+++ RECORDS SHOWN

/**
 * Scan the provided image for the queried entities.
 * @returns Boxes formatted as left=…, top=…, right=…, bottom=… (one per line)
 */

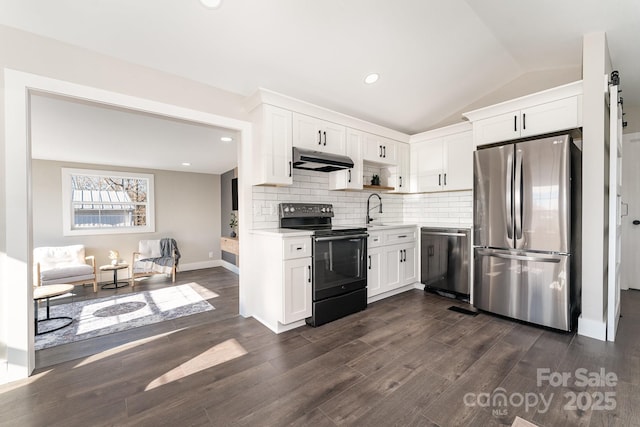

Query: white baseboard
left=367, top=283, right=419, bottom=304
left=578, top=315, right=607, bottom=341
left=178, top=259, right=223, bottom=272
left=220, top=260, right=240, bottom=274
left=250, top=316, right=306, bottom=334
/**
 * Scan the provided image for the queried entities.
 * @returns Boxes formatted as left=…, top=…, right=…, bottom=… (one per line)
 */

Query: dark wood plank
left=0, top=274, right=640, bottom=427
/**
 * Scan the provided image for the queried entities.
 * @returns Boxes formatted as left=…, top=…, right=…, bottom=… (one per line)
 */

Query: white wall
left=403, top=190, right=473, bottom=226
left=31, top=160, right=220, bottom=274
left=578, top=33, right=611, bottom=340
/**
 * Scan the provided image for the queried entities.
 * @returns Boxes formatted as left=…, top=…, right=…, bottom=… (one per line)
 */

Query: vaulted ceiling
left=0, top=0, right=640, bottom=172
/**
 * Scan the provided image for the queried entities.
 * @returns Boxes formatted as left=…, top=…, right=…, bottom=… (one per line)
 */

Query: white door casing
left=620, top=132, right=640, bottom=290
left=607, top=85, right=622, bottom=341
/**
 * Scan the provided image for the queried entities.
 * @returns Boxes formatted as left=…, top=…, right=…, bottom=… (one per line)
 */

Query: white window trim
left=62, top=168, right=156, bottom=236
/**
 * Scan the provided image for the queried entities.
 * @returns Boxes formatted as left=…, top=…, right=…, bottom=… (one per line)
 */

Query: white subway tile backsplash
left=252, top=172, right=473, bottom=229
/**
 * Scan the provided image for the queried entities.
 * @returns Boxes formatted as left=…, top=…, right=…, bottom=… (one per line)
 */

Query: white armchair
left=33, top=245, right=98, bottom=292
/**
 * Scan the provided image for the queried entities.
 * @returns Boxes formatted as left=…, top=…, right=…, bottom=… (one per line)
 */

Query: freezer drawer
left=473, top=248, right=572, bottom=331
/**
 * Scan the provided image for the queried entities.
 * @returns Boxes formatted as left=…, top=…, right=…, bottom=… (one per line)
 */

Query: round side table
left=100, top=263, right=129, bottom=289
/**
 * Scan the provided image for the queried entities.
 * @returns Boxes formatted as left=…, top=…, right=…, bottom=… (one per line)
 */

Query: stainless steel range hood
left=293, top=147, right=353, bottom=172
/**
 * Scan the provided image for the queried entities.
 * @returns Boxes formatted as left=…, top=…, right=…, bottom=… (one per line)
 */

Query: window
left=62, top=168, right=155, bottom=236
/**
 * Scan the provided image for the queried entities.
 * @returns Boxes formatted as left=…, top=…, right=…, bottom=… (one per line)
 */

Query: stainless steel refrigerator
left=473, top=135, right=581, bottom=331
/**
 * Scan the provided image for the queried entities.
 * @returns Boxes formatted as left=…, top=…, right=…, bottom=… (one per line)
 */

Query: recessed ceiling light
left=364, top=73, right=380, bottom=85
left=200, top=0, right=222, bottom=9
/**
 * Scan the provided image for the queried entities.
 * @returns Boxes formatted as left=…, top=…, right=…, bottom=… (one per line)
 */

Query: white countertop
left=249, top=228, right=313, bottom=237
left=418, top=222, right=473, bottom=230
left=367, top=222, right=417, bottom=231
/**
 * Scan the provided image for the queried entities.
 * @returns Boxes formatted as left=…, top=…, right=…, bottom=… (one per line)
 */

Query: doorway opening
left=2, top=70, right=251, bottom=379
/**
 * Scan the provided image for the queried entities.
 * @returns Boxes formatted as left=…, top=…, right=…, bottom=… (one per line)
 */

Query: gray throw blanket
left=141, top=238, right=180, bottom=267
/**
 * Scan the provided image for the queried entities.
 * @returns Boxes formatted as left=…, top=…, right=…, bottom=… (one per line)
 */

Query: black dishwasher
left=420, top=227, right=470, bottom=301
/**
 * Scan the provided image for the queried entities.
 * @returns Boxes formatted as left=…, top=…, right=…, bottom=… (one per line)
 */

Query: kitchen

++++++

§ WHAT IS ASKED: Identify every line above that contains the word "stainless" and reproduce each of those lines in full.

§ EXERCISE RESPONSE:
Query: stainless steel range hood
Query: stainless steel refrigerator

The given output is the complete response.